(Provided text)
=-=-=-=-=

Making of Frozen in Time

Originally published at: https://www.ronenbekerman.com/making-of-frozen-in-time/

I’m super happy to share with you today the MAKING OF “Frozen in Time” by Marcin Jastrzebski. This was picked as Best of Week 05/2018 and was his entry for an Evermotion Challenge in which he tried 3d Rendering with Photography Approach… focused on slow shutter speeds and how that can turn out in a render. Enjoy!

Introduction

For this year’s Evermotion Challenge I decided to make a far north landscape view with two small wooden cabins. This time I also decided to make the entire design myself without any existing project. The challenge was to make long-time exposure mood in 3d technique.

I was thinking about it more or less for a year before the challenge started. It was an excellent opportunity to check if it’s possible as a 3d render. So this was my primary goal for this rendering. I used Cinema R18 Studio and Octane Render for the final rendering. I also used a few plugins which I mentioned in the next parts of this making-of.

I would like to say huge thanks to Ronen for the possibility to share this Making Of on his excellent architectural visualization blog!

=-=-=-=-=

(Stated task A) Extract each line of the rows below that contains the word "face".

(Source data)
=-=-=-=-=

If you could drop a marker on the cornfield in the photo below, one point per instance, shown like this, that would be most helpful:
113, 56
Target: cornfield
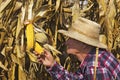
47, 17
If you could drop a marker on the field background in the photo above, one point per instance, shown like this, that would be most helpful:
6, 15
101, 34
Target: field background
48, 16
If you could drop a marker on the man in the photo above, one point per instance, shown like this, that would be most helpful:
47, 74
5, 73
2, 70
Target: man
96, 62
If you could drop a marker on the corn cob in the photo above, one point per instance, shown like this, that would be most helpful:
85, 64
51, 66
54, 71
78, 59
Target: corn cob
30, 36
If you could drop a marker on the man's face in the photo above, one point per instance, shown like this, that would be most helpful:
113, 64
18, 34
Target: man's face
72, 46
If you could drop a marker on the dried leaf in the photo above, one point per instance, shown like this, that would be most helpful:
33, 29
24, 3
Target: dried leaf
3, 67
4, 4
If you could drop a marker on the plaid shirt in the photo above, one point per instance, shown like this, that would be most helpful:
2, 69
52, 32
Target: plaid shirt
108, 68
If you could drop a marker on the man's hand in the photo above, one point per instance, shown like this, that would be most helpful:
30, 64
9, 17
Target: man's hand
46, 58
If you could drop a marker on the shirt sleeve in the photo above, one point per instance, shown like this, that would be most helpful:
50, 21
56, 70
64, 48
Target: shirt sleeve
102, 73
59, 73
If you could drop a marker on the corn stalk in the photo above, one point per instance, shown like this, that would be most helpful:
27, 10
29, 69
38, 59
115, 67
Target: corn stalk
48, 16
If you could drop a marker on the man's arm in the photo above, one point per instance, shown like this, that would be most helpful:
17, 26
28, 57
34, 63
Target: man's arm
59, 73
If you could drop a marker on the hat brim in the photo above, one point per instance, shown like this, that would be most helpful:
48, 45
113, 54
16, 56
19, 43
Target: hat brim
90, 41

=-=-=-=-=

(Stated task B) Retype the Frozen in Time making-of above from "Making of Frozen" to "in 3d technique.".

(Response A)
If you could drop a marker on the man's face in the photo above, one point per instance, shown like this, that would be most helpful:
Target: man's face

(Response B)
Making of Frozen in Time

Originally published at: https://www.ronenbekerman.com/making-of-frozen-in-time/

I’m super happy to share with you today the MAKING OF “Frozen in Time” by Marcin Jastrzebski. This was picked as Best of Week 05/2018 and was his entry for an Evermotion Challenge in which he tried 3d Rendering with Photography Approach… focused on slow shutter speeds and how that can turn out in a render. Enjoy!

Introduction

For this year’s Evermotion Challenge I decided to make a far north landscape view with two small wooden cabins. This time I also decided to make the entire design myself without any existing project. The challenge was to make long-time exposure mood in 3d technique.